Text under study: Begin
In this paper, we concatenated 13 dimensional MFCC feature vectors and 1 dimensional prosodic feature i.e. pitch to form the 14-dimensional feature vectors for the Language Identification. As the MFCC feature vectors independently do not discriminate the cues for some Indian language like Telugu, we Consider prosodic feature which discriminate the pitch. The prosodic feature provides the exact information about the vocal tract shape and length. In this, we used the prosodic feature i.e., Pitch to clearly discriminate the words from different languages. In 13 dimensional MFCC features, 1st feature indicates the fundamental frequency of the speech utterance and remaining 12 features are Cepstrum coefficients of short-term windowed speech signal. These features include the details regarding the rate variations in the different frequency bands.

4. Hidden Markov Model

Hidden Markov Model (HMM) is double stochastic models which are more familiar and popular in speech processing tasks. As these well analyze the spectral properties of speech signal, observe and catch the durational and temporal variants among phonemes /speech sounds, are very suitable for speech processing tasks including language identification [20]. These models take the sequence of feature vectors as input and return likelihood value of feature vectors for unknown speech utterance.

HMM comprises mainly three components namely states, transition probabilities in states and probability of state symbol. HMM is represented mathematically by three parameter i.e. $\lambda=\left(\prod, \mathrm{A}, \mathrm{B}\right)$ where $\Pi$ is set of initial probabilities of states i.e. $\Pi=\left\{\Pi_{i}\right\}$, A is matrix which denotes state transition between two states and B is observation symbol probability distribution in each state of B. If the observation sequence is discreet value, it is called discrete Hidden Markov model otherwise if observation sequence is continuous, it is called Continuous Hidden Markov model.

In Continuous HMM, B consists of Mixture of Gaussian functions and B=bj(Ot) where:

$b_{j}\left(O_{t}\right)=\sum_{m=1}^{m} C_{j m} \aleph\left(\mu_{j m}, \sum_{j m}, O_{t}\right)=\frac{1}{(2 \pi)^{D / 2}\left|\Sigma_{j m}\right|^{1 / 2}} \exp \left[-\frac{1}{2}\left(x-\mu_{j m}\right)^{T} \sum_{j m}^{-1}(x\right.\left.\left.-\mu_{j m}\right)\right]$                  (3)

where, cjm=weighting coefficient, μjm=mean vectors, $\sum j m$=covariance matrices cjm should satisfy the stochastic constraints $c_{j m} \geq 0,1 \leq j \leq N, 1 \leq m \leq M$.

Based on the transition property between states of HMM, HMMs are characterized two types namely left-right HMM and Continues Ergodic HMM. In left-right HMM, state transition takes place from left state to right state such that no transition is permitted to sate with lower index to current state index. The following diagram describes the left-right state transition in Figure 5.

Figure 5. Transition diagram for left-right Hidden Markov Model

Ergodic HMM is fully connected and it allows transitions between any two states. So that ergodic HMM captures positional and temporal pattern effecively with all possible combinations of all sounds. With advantages of ergodic HMM structure, it more popular and gives significant results in speech processing techniques including LID. Figure 6 describes the state transition procedure.
Text under study: End
What this exercise asks -
1 – Count the lines in the records that contain the string "path", with case taken into account, and reply with that number alone.
2 – Extend the passage on Hidden Markov Models for language identification, starting right after its final sentence.
The records that come next are unrelated to the passage on language identification.
Source data: Begin
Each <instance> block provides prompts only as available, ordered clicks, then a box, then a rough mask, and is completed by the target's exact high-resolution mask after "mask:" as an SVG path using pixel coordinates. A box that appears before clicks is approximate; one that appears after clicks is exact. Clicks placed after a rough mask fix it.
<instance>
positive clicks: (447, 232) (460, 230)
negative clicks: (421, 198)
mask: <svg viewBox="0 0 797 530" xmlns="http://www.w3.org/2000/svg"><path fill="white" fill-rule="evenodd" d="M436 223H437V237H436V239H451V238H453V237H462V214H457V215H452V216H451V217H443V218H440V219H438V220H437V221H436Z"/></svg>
Source data: End
Activity answers -
1 – 2

2 –
Figure 6. Transition diagram for Ergodic Hidden Markov Model

HMMs are designed and analyzed with three its associated problems. These Associated problems are:

  1. Evaluation problem
  2. Decision problem
  3. Optimization problem

Evaluation problem deals with evaluation of probability/likelihood value of observation sequence against given an HMM. With this problem, testing is performed with forward-backward algorithm [12].

Decision problem computes appropriate sequence of states for given HMM and the probabilities. Optimization problem is used to design HMM and optimize the parameters $\Pi$, A, B of HMM using EM algorithm [20]. This problem is used to train HMM to give compact representation of huge speech corpus.

With advantages of HMM, we use HMM to create reference model for each listed language in our paper and designed HMMs with different number of states like three, four.

5. Proposed Method

The proposed method implements text independent language recognition system using Hybrid feature vectors which are extracted from speech corpus of different Indian language This methodology has two step procedure such that training phase and testing phase.

In training phase, the reference models are created for each language using Hidden Markov models where mean vectors, covariance matrix and mixture weights are parameters of hidden Markov model. In testing phase, language of short duration of unknown speech is recognized by evaluating the feature vectors of test samples with n number of HMMs where n is no of languages considered for implementation of system.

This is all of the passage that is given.